▸ To do: Render every line of the listing below as a JSON array of strings, one string per line, omitting any blank lines.

▸ Data excerpts:

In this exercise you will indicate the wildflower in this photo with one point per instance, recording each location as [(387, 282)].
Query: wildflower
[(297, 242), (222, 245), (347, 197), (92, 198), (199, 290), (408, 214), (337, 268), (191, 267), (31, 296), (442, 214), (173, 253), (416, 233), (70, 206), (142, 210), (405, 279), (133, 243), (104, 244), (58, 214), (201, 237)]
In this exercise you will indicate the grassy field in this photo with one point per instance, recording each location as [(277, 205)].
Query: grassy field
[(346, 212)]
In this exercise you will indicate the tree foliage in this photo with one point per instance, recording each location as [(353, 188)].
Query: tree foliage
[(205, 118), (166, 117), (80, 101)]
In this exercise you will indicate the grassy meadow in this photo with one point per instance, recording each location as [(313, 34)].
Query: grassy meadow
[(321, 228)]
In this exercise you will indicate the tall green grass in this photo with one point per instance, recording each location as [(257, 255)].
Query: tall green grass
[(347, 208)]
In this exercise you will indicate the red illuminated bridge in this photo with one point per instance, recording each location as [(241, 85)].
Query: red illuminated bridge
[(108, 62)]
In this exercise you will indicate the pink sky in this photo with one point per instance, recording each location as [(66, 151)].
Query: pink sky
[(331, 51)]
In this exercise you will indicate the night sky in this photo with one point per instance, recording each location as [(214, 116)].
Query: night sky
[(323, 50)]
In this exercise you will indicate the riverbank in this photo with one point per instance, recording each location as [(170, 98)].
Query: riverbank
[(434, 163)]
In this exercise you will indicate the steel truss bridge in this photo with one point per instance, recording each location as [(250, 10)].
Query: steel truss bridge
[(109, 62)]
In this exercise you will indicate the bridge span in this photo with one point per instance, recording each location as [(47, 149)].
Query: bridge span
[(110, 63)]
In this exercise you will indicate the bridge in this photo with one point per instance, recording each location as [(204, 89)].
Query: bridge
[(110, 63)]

▸ The reply:
[
  "In this exercise you will indicate the wildflower in this photo with one point per instance, recording each location as [(387, 282)].",
  "Query: wildflower",
  "[(297, 242), (222, 245), (347, 197), (92, 198), (199, 290), (408, 214), (337, 268), (191, 267), (31, 296), (442, 214), (173, 253), (416, 233), (70, 206), (142, 210), (405, 279), (133, 243), (104, 244), (58, 214), (201, 237)]",
  "In this exercise you will indicate the grassy field in this photo with one point per instance, recording each location as [(277, 205)].",
  "Query: grassy field",
  "[(346, 212)]",
  "In this exercise you will indicate the tree foliage in this photo with one point per instance, recording each location as [(353, 188)].",
  "Query: tree foliage",
  "[(205, 118), (166, 117), (80, 101)]",
  "In this exercise you will indicate the grassy meadow in this photo with one point per instance, recording each location as [(313, 34)].",
  "Query: grassy meadow",
  "[(321, 228)]",
  "In this exercise you will indicate the tall green grass in this photo with one point per instance, recording each location as [(257, 255)].",
  "Query: tall green grass",
  "[(347, 208)]",
  "In this exercise you will indicate the red illuminated bridge in this photo with one point per instance, recording each location as [(241, 85)].",
  "Query: red illuminated bridge",
  "[(108, 62)]",
  "In this exercise you will indicate the pink sky in this photo with one point per instance, recording each location as [(66, 151)].",
  "Query: pink sky",
  "[(331, 51)]",
  "In this exercise you will indicate the night sky in this photo with one point per instance, recording each location as [(214, 116)].",
  "Query: night sky",
  "[(323, 50)]",
  "In this exercise you will indicate the riverbank in this photo with one point per instance, recording each location as [(170, 98)].",
  "Query: riverbank",
  "[(434, 163)]",
  "In this exercise you will indicate the steel truss bridge in this photo with one point per instance, recording each location as [(250, 10)].",
  "Query: steel truss bridge",
  "[(109, 62)]",
  "In this exercise you will indicate the bridge span in this photo with one point per instance, recording each location as [(47, 149)].",
  "Query: bridge span",
  "[(110, 63)]",
  "In this exercise you will indicate the bridge in this photo with one point per instance, recording each location as [(204, 89)].",
  "Query: bridge",
  "[(110, 63)]"
]